▶ _抜粋_:
ウェブサイト運営において、重複するコンテンツが検索エンジンに悪影響を及ぼすことは、避けるべき課題の一つです。
特に、異なる URL で同じ内容を持つページが複数存在すると、どの URL が正規のものであるかが曖昧になり、SEO 上の評価が分散する恐れがあります。
この記事では、canonical(カノニカル)タグを使った URL の正規化について、その基本的な役割や301リダイレクトとの違い、設定時に注意すべきポイントを解説します。
SEO 対策として、どの場面でカノニカルタグが有効なのかを理解することは、検索エンジンの評価を一元化し、サイト全体のパフォーマンスを最適化するために不可欠です。
それでは、canonical(カノニカル)タグを効果的に使いこなすための具体的な方法を、順を追って説明していきます。

canonical(カノニカル)タグの役割
ウェブサイトに設置される canonical(カノニカル)とは、ウェブサイト内に重複するページ(URL)が存在する場合に、検索エンジンに正規の URL を示すためのタグです。
複数のページにて、コンテンツが全く同一、もしくは非常に似ている場合、検索エンジンから「重複している低品質なページ」と判断され、いずれかのページがインデックス登録から除外されることがあります。
そしてこの、「重複している低品質なページ」がサイト内に多く存在すると、サイト全体の評価の低下を招くことに繋がります。

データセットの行
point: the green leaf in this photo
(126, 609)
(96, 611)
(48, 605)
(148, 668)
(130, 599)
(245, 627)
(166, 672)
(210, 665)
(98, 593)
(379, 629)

▶ _課題の内容_:
canonical タグについての文章を、最後の文の後から書き継いでください。 これらのエントリは別の出典から取られたものです。

▶ _解答_:
可能であれば、重複判定されているページを一つに統合したり、301転送(リダイレクト)処理をして正規 URL を指定することが望ましいのですが、パラメータを付与している URL や、カテゴリ一覧ページの2ページ目3ページ目など、統合やリダイレクト処理で対応することが出来ないケースもあります。
そんな時に、正規 URL を指定する方法として選択されるのが、canonical タグの設置です。canonical タグで正規 URL を指定することで、複数の重複ページの「コンテンツの評価」と「リンクの評価」の集約を図ることができます。
ただし、検索エンジンは canonical で指定された正規 URL の指示に完全に従うわけではないため、注意が必要です。301 転送処理による正規化の場合とは違い、canonical でサイト運用者が指定した正規 URL とは異なるページを、検索エンジンは正規 URL として判断する場合もあります。
canonical タグは、HTML の <head> タグ内に以下のように記述します。(当記事ページの URL を canonical で正規化指定する場合)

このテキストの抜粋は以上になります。